▸ **SERIE DI ESERCIZI**:
- A) Secondo il testo su padre Lodovico, in quale anno entrò nel seminario diocesano di Benevento?
- B) Estendi il testo biografico su padre Lodovico, proseguendo dopo la sua ultima frase.

------ TESTO FORNITO ------

Padre Lodovico, al secolo Antonio Acernese, nacque a Pietradefusi (Avellino) il 14 aprile 1835. I suoi genitori: Giuseppe e Teresa Petrillo, gente benestante dei campi, sana e religiosissima. Dotato di peculiari doti di mente e di cuore; carattere vivace e schietto, volontà intraprendente e ingegno acuto, P. Lodovico già da fanciullo sentì l’inclinazione al sacerdozio. Nel 1849 entrò nel seminario diocesano di Benevento, retto allora dai Padri Gesuiti, dove ricevette una solida formazione teologica e filosofica. Alla scuola del canonico Sanseverino e del P. Liberatore, divenne uno dei più fervidi rappresentanti del pensiero cattolico nella lotta accesa del suo tempo contro l’invadenza degli errori filosofici e sociali.

------ DATI FORNITI ------

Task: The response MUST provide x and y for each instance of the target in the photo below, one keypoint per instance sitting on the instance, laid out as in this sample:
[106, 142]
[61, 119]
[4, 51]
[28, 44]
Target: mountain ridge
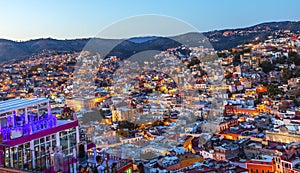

------
------ DATI FORNITI ------

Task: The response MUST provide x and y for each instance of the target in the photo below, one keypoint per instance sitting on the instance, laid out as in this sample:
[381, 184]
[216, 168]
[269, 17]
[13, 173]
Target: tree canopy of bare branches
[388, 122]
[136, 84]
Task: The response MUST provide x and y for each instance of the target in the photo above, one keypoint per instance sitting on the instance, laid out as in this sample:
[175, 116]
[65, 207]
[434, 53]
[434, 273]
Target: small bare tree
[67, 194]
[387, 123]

------

▸ **RISPOSTE PER COMPITO**:
- A) Nel 1849.

- B)
Nel 1855, terminati gli studi liceali, lasciò il Seminario e s'iscrisse ai corsi di Giurisprudenza in Avellino. L'anno seguente abbracciò l'Ordine Cappuccino. Vestì l'abito francescano nel giugno 1856, fu ordinato sacerdote il 18 giugno 1859 nella cattedrale di Napoli dal cardinale Sisto Riario Sforza, a 24 anni di età. Fu avviato alla vita cappuccina dal servo di Dio P. Tommaso da Miarianella, che da Maestro dei Novizi gli trasfuse tutta la sua fedeltà allo spirito serafico di preghiera, di povertà, di penitenza. Fu religioso integerrimo, tutto proteso verso la realizzazione dell’ideale francescano nella vita personale e comunitaria.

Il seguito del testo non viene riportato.